Goal: Transcribe the following lines exactly, leaving out any pictures.

[Extracted records]
######
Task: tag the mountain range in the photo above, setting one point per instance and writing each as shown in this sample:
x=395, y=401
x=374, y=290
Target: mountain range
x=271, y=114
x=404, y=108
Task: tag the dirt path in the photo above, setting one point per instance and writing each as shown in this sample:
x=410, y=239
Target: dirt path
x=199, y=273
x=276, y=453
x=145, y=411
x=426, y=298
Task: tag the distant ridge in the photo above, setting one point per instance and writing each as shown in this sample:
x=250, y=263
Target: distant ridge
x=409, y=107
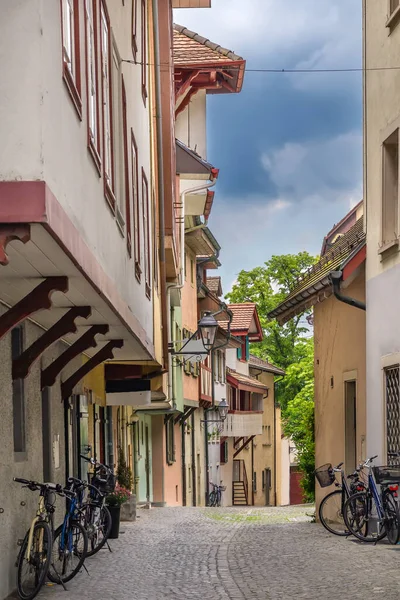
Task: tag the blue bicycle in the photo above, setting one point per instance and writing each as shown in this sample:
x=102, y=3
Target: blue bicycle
x=70, y=544
x=371, y=515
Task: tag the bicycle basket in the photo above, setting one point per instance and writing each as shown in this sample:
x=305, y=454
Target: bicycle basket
x=387, y=474
x=105, y=485
x=325, y=475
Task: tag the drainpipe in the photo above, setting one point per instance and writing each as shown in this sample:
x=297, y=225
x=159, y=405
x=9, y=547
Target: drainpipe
x=275, y=388
x=161, y=191
x=336, y=278
x=179, y=286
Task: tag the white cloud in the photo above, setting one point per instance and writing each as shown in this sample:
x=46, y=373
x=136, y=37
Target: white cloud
x=324, y=169
x=269, y=27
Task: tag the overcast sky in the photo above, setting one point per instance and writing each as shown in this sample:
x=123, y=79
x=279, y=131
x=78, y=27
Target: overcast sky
x=289, y=146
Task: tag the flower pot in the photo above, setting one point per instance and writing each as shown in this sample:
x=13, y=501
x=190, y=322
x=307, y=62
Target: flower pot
x=115, y=512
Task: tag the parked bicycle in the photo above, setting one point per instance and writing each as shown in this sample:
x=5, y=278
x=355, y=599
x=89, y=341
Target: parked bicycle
x=70, y=543
x=372, y=514
x=331, y=508
x=216, y=494
x=34, y=557
x=96, y=517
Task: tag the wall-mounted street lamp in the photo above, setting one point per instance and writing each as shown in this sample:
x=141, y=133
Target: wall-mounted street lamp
x=201, y=342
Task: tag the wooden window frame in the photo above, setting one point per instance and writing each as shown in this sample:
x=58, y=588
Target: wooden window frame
x=108, y=189
x=135, y=207
x=128, y=220
x=93, y=141
x=146, y=233
x=134, y=29
x=72, y=80
x=144, y=50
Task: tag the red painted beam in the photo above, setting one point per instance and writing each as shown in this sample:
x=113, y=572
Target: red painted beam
x=23, y=363
x=102, y=355
x=37, y=299
x=10, y=232
x=87, y=340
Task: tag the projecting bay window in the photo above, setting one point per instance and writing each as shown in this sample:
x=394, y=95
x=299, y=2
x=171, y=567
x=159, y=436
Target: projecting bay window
x=71, y=51
x=390, y=190
x=108, y=170
x=146, y=233
x=91, y=12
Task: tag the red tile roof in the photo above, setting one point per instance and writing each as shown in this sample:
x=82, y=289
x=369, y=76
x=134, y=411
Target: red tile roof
x=263, y=365
x=239, y=381
x=244, y=315
x=191, y=48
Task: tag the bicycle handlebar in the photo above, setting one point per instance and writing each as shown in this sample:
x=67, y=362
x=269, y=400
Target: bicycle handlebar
x=95, y=463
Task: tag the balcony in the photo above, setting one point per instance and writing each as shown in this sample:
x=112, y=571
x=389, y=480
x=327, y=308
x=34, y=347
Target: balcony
x=242, y=424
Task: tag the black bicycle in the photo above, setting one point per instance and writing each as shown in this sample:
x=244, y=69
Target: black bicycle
x=34, y=558
x=96, y=517
x=331, y=509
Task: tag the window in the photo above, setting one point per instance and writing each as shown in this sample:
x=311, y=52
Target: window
x=146, y=233
x=136, y=207
x=134, y=28
x=170, y=440
x=390, y=189
x=224, y=456
x=394, y=4
x=107, y=112
x=18, y=393
x=144, y=51
x=191, y=271
x=392, y=398
x=71, y=51
x=127, y=194
x=92, y=81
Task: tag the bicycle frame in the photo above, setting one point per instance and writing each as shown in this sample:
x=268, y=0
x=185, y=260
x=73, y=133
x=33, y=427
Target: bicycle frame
x=41, y=512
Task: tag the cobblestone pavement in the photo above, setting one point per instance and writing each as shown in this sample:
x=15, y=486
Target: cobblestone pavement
x=234, y=554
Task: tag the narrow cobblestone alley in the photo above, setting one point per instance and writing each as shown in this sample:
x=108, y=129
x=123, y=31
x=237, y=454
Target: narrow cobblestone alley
x=234, y=554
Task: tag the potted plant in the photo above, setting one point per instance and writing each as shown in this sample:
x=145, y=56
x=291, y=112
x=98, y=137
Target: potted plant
x=114, y=502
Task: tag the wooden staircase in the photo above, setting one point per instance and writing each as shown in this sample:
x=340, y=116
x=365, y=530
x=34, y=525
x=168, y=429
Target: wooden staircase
x=239, y=494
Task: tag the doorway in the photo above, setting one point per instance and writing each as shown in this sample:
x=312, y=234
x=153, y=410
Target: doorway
x=350, y=425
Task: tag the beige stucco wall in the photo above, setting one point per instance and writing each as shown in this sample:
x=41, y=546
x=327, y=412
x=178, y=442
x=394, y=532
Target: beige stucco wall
x=44, y=139
x=15, y=519
x=339, y=335
x=264, y=445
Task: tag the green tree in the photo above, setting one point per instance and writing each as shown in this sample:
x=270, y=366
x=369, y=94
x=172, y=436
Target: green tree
x=268, y=286
x=287, y=347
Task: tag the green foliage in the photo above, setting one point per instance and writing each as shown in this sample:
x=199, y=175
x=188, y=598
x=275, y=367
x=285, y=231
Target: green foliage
x=286, y=347
x=124, y=473
x=268, y=286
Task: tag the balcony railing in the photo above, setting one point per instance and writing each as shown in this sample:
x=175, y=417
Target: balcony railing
x=242, y=424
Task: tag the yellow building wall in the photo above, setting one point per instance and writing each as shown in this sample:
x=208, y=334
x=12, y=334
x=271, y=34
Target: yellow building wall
x=339, y=335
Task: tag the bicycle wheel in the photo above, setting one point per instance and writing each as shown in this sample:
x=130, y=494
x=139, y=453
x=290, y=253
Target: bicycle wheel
x=32, y=571
x=69, y=552
x=97, y=523
x=392, y=517
x=361, y=517
x=331, y=514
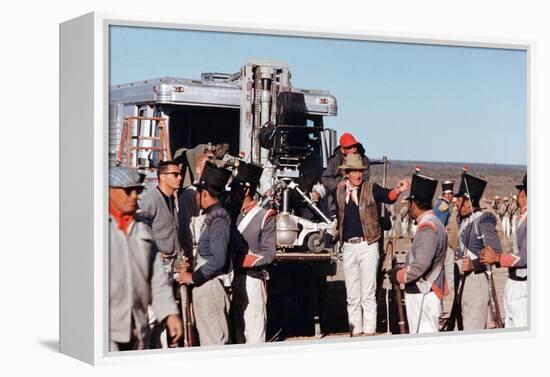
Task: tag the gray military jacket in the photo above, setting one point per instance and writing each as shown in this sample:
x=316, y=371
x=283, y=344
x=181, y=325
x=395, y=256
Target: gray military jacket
x=260, y=239
x=428, y=250
x=136, y=279
x=165, y=223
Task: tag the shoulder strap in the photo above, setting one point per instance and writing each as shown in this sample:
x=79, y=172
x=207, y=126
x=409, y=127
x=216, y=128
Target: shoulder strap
x=248, y=218
x=216, y=212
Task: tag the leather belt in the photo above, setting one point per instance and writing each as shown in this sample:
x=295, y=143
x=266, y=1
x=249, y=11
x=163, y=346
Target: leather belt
x=512, y=274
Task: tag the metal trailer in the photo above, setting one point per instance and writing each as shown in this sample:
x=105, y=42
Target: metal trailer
x=228, y=108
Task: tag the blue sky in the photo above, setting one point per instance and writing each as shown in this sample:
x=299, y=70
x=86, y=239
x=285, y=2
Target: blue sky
x=406, y=101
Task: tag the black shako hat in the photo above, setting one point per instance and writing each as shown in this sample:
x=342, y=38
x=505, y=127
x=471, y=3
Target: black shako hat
x=213, y=178
x=247, y=175
x=523, y=184
x=422, y=188
x=472, y=185
x=447, y=187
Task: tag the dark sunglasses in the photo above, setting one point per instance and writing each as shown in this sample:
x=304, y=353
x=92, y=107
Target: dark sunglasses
x=351, y=146
x=129, y=190
x=174, y=173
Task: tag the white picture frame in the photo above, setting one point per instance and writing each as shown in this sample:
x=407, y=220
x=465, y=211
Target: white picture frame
x=84, y=87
######
Task response:
Task: tag the mountain range in the photo above, setting one point per instance and writing each as shown in this sample:
x=395, y=401
x=374, y=290
Target: mountain range
x=271, y=114
x=404, y=108
Task: tag the dirt path in the photo above, setting one point per instance and writing each as shown in this sample:
x=410, y=239
Target: dirt path
x=199, y=273
x=276, y=453
x=145, y=411
x=426, y=298
Task: tag the distant ridge in the photo above, setting one point per instance and writing each as shown in this sample:
x=250, y=263
Target: distant ridge
x=409, y=107
Task: tag the blue bicycle in the photo above, setting one point per instance and writing each as shown in this sample:
x=102, y=3
Target: blue bicycle
x=70, y=544
x=371, y=515
Task: tag the bicycle basket in the photo above, setting one point per instance and writing each as shown in this sample:
x=305, y=454
Target: bicycle basket
x=387, y=474
x=105, y=485
x=325, y=475
Task: tag the drainpipe in the photo above, setting one point per instance and writing each as shown in this sample:
x=297, y=225
x=159, y=405
x=9, y=547
Target: drainpipe
x=275, y=388
x=161, y=191
x=336, y=278
x=179, y=286
Task: tag the white cloud in the photo above, setting one point per instance and writing each as shown in this sample:
x=46, y=373
x=136, y=37
Target: white cloud
x=324, y=169
x=269, y=27
Task: tag the overcast sky in the photo above, setting one point per instance and writing each as shown in this sample:
x=123, y=79
x=279, y=131
x=78, y=27
Target: overcast sky
x=289, y=146
Task: tag the flower pot in the photo above, setting one point per instance and writing each as shown in this sample:
x=13, y=501
x=190, y=322
x=307, y=62
Target: flower pot
x=115, y=512
Task: tag the parked bicycle in the photo above, setting one point per instance and writing each as shown in this sample:
x=5, y=278
x=355, y=599
x=89, y=341
Target: parked bicycle
x=70, y=543
x=372, y=514
x=331, y=508
x=216, y=494
x=34, y=557
x=96, y=517
Task: tag the wall-mounted street lamp in the photo above, setting one point per instance and writing each as shown in this sample:
x=141, y=133
Target: wall-mounted street lamp
x=201, y=342
Task: tag the wooden window frame in the photo above, setting one point per instance and writing each as shown in this sample:
x=58, y=588
Target: wooden window frame
x=108, y=189
x=135, y=207
x=128, y=220
x=93, y=141
x=146, y=233
x=134, y=29
x=72, y=80
x=144, y=50
Task: tag the red painted beam in the photo above, setting one point per instance and writing each as shown in this sample:
x=113, y=572
Target: red painted beam
x=23, y=363
x=102, y=355
x=37, y=299
x=10, y=232
x=87, y=340
Task: tag the projecting bay window in the photo above, setting one point per instance and writing each as shown in this sample:
x=394, y=95
x=299, y=2
x=171, y=567
x=159, y=436
Target: projecting bay window
x=71, y=51
x=390, y=190
x=108, y=170
x=146, y=233
x=91, y=12
Task: tag the red tile roof in the photo above, setting one point per instance and writing each as shown in this sample:
x=82, y=289
x=369, y=76
x=134, y=411
Target: red tile roof
x=263, y=365
x=239, y=381
x=244, y=315
x=191, y=48
Task: tag the bicycle handlebar in the photo above, setting one point per instance and writing each as shown in this sample:
x=67, y=362
x=269, y=400
Target: bicycle handlebar
x=95, y=463
Task: tag the balcony in the photo above, setting one point per instance and writing each as shown in this sample:
x=112, y=571
x=389, y=480
x=327, y=308
x=34, y=347
Target: balcony
x=242, y=424
Task: tag the black bicycle in the photo above, setting one point per instance and writing each as shown in this sample:
x=244, y=69
Target: black bicycle
x=34, y=558
x=96, y=517
x=331, y=509
Task: tag the window in the photo above, setting one point per instance and writing each as shown in this sample:
x=311, y=52
Target: window
x=146, y=233
x=136, y=207
x=134, y=28
x=170, y=440
x=390, y=189
x=224, y=456
x=394, y=4
x=107, y=112
x=18, y=393
x=144, y=51
x=191, y=271
x=392, y=398
x=71, y=51
x=127, y=194
x=92, y=81
Task: tag the bicycle frame in the photo above, setting one point per instance and writing each as shown in this sample:
x=268, y=0
x=185, y=260
x=73, y=133
x=33, y=427
Target: bicycle frame
x=41, y=512
Task: tag the cobblestone pavement in the photo above, setting one point per instance and writing each as shown in this sample:
x=15, y=486
Target: cobblestone pavement
x=234, y=554
Task: tag the narrow cobblestone alley in the photo above, setting one point per instance and writing each as shown in this sample:
x=108, y=129
x=123, y=31
x=237, y=454
Target: narrow cobblestone alley
x=234, y=554
Task: tag the potted plant in the photo above, setting one point per instance and writing each as shown in this sample:
x=145, y=56
x=291, y=112
x=98, y=137
Target: potted plant
x=114, y=502
Task: tag the wooden staircase in the photo above, setting one point per instance and writing each as shown in this sample:
x=340, y=116
x=365, y=530
x=34, y=525
x=168, y=429
Target: wooden staircase
x=239, y=494
Task: tag the doorway in the photo above, setting one point per instance and writing each as shown in this sample:
x=312, y=234
x=153, y=410
Target: doorway
x=350, y=425
Task: tag the beige stucco wall in the photo above, setting one point per instance and writing each as shown in this sample:
x=41, y=546
x=327, y=412
x=178, y=442
x=394, y=532
Target: beige stucco wall
x=44, y=139
x=15, y=519
x=339, y=335
x=264, y=445
Task: tag the green tree in the photo above, setting one point per instance and writing each as shown in this sample:
x=270, y=366
x=369, y=94
x=172, y=436
Target: green tree
x=268, y=286
x=287, y=347
Task: tag the green foliage in the photo above, setting one point per instance and writing each as shown in this sample:
x=199, y=175
x=188, y=598
x=275, y=367
x=285, y=231
Target: green foliage
x=286, y=347
x=124, y=473
x=268, y=286
Task: tag the balcony railing in the photo above, setting one point per instance and writing each as shown in this sample:
x=175, y=417
Target: balcony railing
x=242, y=424
Task: tag the yellow building wall in the photo above, setting one point per instance and writing each as shown in this sample:
x=208, y=334
x=12, y=334
x=271, y=34
Target: yellow building wall
x=339, y=335
Task: tag the bicycle wheel in the photo above, setting one point per instance and writing each as shown in this sample:
x=130, y=494
x=139, y=453
x=290, y=253
Target: bicycle wheel
x=32, y=571
x=69, y=552
x=97, y=523
x=392, y=517
x=361, y=517
x=331, y=514
Task: tag the gray military jacket in the photo above, setting one point per instance and writing each as shown in this sample:
x=316, y=371
x=283, y=344
x=181, y=325
x=395, y=256
Target: gray military jacket
x=260, y=239
x=428, y=250
x=136, y=279
x=165, y=223
Task: tag the shoulder strap in the photo above, setting one point per instance and writing each as shown in this sample:
x=79, y=172
x=207, y=126
x=409, y=127
x=216, y=128
Target: shoulder strap
x=248, y=218
x=216, y=212
Task: tag the leather belt in the photo above, setting one point per instance and writing each as shown in this sample:
x=295, y=143
x=266, y=1
x=249, y=11
x=163, y=346
Target: leather belt
x=512, y=274
Task: tag the metal trailer in the photo above, setting one point per instance and writing each as shown in this sample:
x=105, y=42
Target: metal trailer
x=228, y=108
Task: tag the blue sky in the photo above, setting one point per instance and writing each as shown in this sample:
x=299, y=70
x=86, y=239
x=285, y=2
Target: blue sky
x=406, y=101
Task: tag the black shako hat in the photo above, setting one point per instance and writing each as shown in this sample:
x=342, y=38
x=505, y=127
x=471, y=3
Target: black shako hat
x=213, y=178
x=247, y=175
x=523, y=184
x=422, y=188
x=472, y=185
x=447, y=187
Task: tag the dark sunglasses in the photo above, setting one point per instance and writing each as shown in this sample:
x=304, y=353
x=92, y=107
Target: dark sunglasses
x=351, y=146
x=129, y=190
x=174, y=173
Task: tag the white picture frame in the photo above, setting one point per instance and writing each as shown in this sample:
x=407, y=220
x=465, y=211
Target: white picture frame
x=84, y=87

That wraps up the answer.